→ TASK STATEMENT
Copy out every one of the entries below word for word. Leave the pictures out of your copy.

→ THE INPUT
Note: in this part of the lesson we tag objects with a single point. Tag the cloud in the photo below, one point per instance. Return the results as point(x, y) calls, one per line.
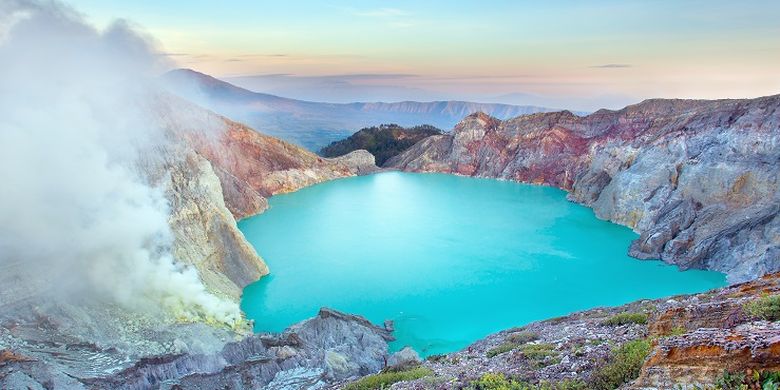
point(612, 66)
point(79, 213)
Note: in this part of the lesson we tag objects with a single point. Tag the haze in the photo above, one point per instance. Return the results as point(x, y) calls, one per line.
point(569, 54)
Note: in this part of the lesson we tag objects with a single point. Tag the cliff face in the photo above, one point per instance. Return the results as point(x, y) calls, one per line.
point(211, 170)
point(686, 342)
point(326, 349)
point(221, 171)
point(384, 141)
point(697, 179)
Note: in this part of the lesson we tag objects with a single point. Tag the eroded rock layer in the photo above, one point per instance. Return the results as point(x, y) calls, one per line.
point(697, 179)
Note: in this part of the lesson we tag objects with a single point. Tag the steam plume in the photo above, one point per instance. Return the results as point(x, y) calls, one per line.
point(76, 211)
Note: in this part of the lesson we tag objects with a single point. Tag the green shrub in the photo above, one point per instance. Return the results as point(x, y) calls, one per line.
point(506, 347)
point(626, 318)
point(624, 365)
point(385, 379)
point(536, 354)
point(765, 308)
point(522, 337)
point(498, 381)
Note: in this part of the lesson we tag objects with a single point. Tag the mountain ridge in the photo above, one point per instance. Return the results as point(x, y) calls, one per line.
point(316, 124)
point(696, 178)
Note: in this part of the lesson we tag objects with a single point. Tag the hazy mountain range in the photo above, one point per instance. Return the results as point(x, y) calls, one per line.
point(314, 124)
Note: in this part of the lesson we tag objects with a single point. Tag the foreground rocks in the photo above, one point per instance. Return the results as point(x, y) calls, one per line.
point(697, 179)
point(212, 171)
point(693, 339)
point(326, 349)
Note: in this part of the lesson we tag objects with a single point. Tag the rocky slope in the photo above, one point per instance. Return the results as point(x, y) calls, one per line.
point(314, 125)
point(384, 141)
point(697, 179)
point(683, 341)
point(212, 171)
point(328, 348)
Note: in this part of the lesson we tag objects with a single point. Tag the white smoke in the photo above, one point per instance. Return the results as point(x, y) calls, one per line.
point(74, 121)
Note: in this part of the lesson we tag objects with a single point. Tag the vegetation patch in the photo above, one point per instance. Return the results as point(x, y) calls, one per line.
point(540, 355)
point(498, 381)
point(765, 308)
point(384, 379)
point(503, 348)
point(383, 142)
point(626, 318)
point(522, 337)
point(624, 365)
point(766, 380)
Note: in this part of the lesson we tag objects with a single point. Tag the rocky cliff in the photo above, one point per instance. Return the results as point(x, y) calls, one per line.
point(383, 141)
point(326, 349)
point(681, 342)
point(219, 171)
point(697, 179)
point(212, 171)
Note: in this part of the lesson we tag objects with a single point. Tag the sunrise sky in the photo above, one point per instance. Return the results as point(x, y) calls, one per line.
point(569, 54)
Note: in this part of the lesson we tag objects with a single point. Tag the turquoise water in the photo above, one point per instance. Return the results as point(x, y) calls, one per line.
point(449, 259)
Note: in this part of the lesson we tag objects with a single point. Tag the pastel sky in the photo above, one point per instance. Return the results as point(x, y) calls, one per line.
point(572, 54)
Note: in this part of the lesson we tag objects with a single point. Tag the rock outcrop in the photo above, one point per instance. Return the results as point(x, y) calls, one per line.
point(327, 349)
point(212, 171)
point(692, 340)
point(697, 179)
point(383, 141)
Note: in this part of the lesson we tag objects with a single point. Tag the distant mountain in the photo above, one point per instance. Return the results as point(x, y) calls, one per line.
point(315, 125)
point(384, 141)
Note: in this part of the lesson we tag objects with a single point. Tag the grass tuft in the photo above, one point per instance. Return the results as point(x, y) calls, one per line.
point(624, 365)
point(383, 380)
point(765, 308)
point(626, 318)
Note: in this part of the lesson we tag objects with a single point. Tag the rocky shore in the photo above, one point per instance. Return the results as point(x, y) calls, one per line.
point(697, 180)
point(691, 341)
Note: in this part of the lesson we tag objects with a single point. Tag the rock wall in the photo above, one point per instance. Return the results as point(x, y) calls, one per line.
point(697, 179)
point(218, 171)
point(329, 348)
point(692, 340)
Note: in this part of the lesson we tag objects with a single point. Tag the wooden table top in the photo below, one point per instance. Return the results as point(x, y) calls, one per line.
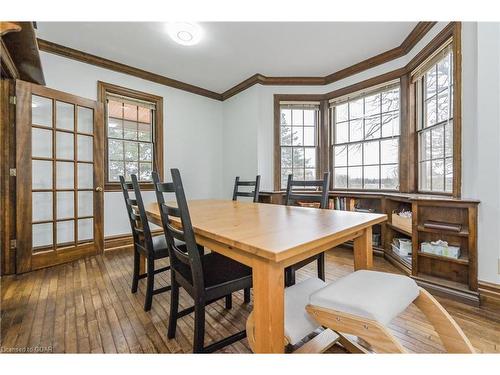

→ REPLY TO THE EXERCISE
Note: in this part of the lesson we tag objects with a single point. Tag the cloud in the photo below, one point per instance. Return the results as point(x, y) calls, one per line.
point(612, 66)
point(79, 213)
Note: in this part of the lesson we tag objects with a single point. Tag the haze in the photo above, one point per instance. Return the results as point(x, y) calls, one per line.
point(569, 54)
Note: in this part of the lesson we tag objects with a single point. Tag the cliff face in the photo above, one point per instance. Return the results as point(x, y) calls, one per line.
point(211, 170)
point(686, 342)
point(326, 349)
point(221, 171)
point(384, 141)
point(697, 179)
Note: in this part of the lesson we tag objects with a single point. Tag the eroded rock layer in the photo above, one point per instance. Return the results as point(x, y) calls, one per line.
point(697, 179)
Note: in this part of the lesson we tag objects with a single point. Tag the steam plume in the photo above, one point per instance. Return the results as point(x, y) calls, one per line.
point(76, 211)
Note: in this part of the lesson we tag objects with a single point. Tag the green shrub in the photo above, one point per instance. Return the results as point(x, y) calls, one per line.
point(506, 347)
point(626, 318)
point(624, 365)
point(385, 379)
point(536, 354)
point(765, 308)
point(522, 337)
point(498, 381)
Note: in this part of the lesson we tag objects with a single point. Tag the mountain ridge in the photo above, one point per instance. Return the results as point(x, y) calls, one per line.
point(316, 124)
point(696, 178)
Note: in this part of the lesson we tag objects with a single point. Tag the hazy mountain range in the photo above, one point per instance. Return the results as point(x, y) calls, one per line.
point(314, 124)
Note: in this part of the lesson we tag objects with a single point. Tag the foreground rocks in the photo above, one point per instance. Return the results as point(x, y) calls, one per line.
point(697, 179)
point(212, 171)
point(693, 339)
point(326, 349)
Note: in this part of the lesson we tag objects with a single point. Tag the rocky slope in the photo above, one point per instance. Return the results as point(x, y) calls, one per line.
point(314, 125)
point(384, 141)
point(697, 179)
point(683, 341)
point(212, 171)
point(328, 348)
Note: in this part of the lesson we tag objects with a single point. Tag the white smoke in the photo above, one point per instance. Return the results as point(x, y) calls, one per line.
point(74, 121)
Note: in this part of the lesson we tag objects with a single point. Tag the vegetation patch in the photo above, one point per instance. Return the results as point(x, y) calls, one per line.
point(540, 355)
point(498, 381)
point(765, 308)
point(384, 379)
point(503, 348)
point(383, 142)
point(626, 318)
point(522, 337)
point(624, 365)
point(766, 380)
Note: in this part of the lesson we tag objects with a single point. Tag the rocky cliff in the photo above, one point per instance. Return the results as point(x, y) calls, one per line.
point(383, 141)
point(326, 349)
point(681, 342)
point(219, 171)
point(697, 179)
point(212, 171)
Note: in this part of the lesson we tag objects with a single point. Tag the sunrise sky in the photo above, one point per instance. Return the results as point(x, y) calls, one per line.
point(569, 54)
Note: in this part of the lesson we tag objects with a single point. Tag the turquoise water in the photo above, one point per instance. Return the results as point(x, y) calls, one per line.
point(449, 259)
Note: in this part of the lesson we tag objects with a single point. Tag the pastel sky in the photo above, one point per instance. Return the results as point(x, y) calls, one per line.
point(572, 54)
Note: in this part of the lesson we tag objects with a single point. Tag the rock outcrop in the photo above, one point per instance. Return the results as point(x, y) calls, one per line.
point(327, 349)
point(212, 171)
point(692, 340)
point(697, 179)
point(383, 141)
Note: in this part of the lesson we tag objects with a single point. Tag the distant mountain in the photo above, one point per instance. Return the results as point(x, y) calls, one per line.
point(315, 125)
point(384, 141)
Note: in this part of the lesson we tag objects with a single point. Tag the grass tuft in the photo above, one point per instance. Return the results as point(x, y) calls, one per line.
point(624, 365)
point(383, 380)
point(765, 308)
point(626, 318)
Note: in this part of the lesson we tag objects with a single point. Tag the rocky shore in the photo above, one point per instance. Return the results as point(x, y) calls, one per line.
point(697, 180)
point(691, 341)
Note: in this part of the lesson we tag objects with a single point. Tag the rock wall in the photo above, one point per instance. Return the results as point(x, y) calls, one per line.
point(697, 179)
point(218, 171)
point(329, 348)
point(692, 340)
Note: in this part of the lesson we tag objects with a single point. Tag the wooden table top in the photo below, one point per instance. Return the results as point(x, y) calls, one per line.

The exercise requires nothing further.